REQUIREMENT> Only one stretch of the data below is wanted: the lines from the one with "Target: gold medal" through the one with "x=728, y=443", repeated exactly.

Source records
* * *

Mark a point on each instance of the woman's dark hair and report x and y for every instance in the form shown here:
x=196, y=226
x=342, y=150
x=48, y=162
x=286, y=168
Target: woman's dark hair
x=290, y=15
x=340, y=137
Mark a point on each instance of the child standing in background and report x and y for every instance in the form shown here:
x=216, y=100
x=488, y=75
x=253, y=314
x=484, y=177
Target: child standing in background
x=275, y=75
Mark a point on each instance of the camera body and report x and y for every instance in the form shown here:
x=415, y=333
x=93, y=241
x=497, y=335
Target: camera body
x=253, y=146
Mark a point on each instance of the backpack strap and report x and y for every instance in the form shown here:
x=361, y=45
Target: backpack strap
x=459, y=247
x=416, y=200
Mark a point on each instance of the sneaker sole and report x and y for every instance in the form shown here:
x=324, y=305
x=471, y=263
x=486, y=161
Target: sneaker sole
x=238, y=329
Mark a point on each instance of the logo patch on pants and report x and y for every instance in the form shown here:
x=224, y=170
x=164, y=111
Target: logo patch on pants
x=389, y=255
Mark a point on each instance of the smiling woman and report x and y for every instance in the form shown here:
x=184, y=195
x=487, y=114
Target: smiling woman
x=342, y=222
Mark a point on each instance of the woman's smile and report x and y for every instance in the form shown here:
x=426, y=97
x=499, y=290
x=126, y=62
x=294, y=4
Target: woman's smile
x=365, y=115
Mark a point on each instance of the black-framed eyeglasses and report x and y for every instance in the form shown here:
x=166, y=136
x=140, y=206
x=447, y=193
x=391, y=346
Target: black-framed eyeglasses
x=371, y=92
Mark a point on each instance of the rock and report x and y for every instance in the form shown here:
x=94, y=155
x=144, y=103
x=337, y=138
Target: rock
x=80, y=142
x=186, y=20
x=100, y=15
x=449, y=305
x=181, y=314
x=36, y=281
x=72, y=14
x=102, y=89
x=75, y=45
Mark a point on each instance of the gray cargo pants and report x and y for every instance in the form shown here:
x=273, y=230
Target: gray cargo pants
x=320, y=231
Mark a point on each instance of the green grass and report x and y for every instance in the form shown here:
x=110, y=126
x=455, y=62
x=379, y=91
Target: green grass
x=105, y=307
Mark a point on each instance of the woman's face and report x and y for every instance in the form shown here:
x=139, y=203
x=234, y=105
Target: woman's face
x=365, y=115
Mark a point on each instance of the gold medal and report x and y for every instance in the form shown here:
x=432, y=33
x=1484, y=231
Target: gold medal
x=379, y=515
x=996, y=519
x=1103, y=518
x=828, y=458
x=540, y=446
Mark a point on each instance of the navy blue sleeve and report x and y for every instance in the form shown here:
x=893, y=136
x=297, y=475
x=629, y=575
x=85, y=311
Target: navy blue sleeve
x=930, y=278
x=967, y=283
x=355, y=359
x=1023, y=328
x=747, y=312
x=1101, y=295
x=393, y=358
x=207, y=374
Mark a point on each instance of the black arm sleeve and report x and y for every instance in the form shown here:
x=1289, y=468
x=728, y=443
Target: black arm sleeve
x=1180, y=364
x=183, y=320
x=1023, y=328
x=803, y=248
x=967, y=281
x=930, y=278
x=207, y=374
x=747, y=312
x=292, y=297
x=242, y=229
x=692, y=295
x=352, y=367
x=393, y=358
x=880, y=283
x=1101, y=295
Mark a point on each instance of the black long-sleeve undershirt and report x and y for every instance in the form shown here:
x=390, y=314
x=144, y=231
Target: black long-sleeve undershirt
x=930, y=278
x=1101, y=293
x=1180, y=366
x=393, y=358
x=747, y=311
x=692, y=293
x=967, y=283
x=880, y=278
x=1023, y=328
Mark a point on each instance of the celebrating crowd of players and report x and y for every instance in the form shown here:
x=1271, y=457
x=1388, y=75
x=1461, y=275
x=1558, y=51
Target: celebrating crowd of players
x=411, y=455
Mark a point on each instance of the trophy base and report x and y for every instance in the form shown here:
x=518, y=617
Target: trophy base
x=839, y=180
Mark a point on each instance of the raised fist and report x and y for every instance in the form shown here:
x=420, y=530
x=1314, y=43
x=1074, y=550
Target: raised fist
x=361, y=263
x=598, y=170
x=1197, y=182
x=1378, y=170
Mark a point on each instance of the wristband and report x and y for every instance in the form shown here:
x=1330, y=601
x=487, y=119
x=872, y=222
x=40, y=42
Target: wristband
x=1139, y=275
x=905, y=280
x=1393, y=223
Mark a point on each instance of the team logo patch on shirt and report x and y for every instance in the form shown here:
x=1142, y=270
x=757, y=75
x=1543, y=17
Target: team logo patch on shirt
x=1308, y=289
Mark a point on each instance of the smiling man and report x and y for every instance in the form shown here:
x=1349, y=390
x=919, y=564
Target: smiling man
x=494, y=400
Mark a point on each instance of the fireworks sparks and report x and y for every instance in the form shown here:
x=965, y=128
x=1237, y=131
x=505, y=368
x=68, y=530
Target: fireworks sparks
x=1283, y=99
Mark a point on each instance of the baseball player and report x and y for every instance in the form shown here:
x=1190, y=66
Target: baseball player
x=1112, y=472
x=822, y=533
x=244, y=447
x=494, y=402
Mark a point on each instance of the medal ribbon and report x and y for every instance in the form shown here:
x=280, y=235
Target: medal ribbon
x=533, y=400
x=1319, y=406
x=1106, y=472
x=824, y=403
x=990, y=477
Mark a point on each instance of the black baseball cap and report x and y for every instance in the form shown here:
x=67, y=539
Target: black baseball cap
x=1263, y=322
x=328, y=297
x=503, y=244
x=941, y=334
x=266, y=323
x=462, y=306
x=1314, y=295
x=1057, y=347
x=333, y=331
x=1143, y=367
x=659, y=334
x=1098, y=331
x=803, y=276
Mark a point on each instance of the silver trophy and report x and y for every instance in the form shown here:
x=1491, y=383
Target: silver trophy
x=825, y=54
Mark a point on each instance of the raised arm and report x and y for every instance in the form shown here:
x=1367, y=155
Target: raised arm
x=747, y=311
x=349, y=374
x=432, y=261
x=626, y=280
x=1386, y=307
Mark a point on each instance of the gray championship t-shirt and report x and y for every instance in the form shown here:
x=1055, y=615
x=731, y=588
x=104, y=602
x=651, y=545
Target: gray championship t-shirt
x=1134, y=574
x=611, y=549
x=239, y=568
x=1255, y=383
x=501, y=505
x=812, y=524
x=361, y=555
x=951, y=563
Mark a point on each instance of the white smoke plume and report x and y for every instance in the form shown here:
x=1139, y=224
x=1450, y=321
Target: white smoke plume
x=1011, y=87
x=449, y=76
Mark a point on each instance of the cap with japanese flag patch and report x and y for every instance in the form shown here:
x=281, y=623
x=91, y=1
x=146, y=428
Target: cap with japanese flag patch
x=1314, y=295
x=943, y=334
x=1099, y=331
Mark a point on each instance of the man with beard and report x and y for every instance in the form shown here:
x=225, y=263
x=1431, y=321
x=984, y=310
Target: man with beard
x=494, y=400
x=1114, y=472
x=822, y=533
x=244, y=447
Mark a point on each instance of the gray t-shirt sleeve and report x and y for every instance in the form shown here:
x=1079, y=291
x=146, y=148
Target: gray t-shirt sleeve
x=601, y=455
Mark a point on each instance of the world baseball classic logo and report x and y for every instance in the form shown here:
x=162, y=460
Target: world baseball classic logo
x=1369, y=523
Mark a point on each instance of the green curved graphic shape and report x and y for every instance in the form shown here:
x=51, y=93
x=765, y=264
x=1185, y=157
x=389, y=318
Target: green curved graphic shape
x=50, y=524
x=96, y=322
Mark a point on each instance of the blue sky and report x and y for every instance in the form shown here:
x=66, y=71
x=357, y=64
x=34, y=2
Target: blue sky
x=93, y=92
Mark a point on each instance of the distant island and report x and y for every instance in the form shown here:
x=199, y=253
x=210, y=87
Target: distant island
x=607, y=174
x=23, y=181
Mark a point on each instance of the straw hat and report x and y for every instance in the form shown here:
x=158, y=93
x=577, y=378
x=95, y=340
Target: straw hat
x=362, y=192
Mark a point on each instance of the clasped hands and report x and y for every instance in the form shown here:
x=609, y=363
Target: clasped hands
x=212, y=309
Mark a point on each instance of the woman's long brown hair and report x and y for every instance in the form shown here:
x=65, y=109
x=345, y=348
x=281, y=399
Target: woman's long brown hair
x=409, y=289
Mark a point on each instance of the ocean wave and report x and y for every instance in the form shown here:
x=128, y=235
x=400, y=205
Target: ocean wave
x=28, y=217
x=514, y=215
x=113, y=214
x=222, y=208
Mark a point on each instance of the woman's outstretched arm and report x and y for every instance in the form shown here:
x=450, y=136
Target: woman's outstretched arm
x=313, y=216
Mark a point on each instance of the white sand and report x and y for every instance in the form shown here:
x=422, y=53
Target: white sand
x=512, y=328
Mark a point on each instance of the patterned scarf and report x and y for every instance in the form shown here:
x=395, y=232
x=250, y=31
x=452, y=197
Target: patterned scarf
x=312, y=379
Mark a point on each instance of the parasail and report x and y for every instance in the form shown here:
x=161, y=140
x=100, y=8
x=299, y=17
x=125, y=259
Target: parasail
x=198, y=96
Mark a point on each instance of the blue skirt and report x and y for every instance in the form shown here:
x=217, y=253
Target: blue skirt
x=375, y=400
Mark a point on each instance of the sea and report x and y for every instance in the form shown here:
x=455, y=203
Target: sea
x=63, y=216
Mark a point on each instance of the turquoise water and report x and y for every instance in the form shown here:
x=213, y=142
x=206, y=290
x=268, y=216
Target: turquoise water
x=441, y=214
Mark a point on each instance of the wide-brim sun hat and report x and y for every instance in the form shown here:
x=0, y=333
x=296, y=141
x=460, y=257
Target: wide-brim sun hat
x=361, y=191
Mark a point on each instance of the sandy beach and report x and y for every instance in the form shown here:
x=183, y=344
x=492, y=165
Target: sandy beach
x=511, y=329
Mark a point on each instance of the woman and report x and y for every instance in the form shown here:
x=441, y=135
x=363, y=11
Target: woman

* * *

WRITTEN SOLUTION>
Target: gold medal
x=379, y=515
x=996, y=519
x=1103, y=518
x=828, y=458
x=540, y=446
Mark a point on each instance of the navy blue sleeve and report x and y for every instance in the form shown here:
x=893, y=136
x=297, y=475
x=629, y=575
x=85, y=311
Target: navy blue sleeve
x=930, y=278
x=967, y=283
x=355, y=359
x=1023, y=328
x=747, y=312
x=1101, y=295
x=393, y=358
x=207, y=374
Mark a point on each instance of the black arm sleeve and report x and y for every instance in the form shown here:
x=1289, y=468
x=728, y=443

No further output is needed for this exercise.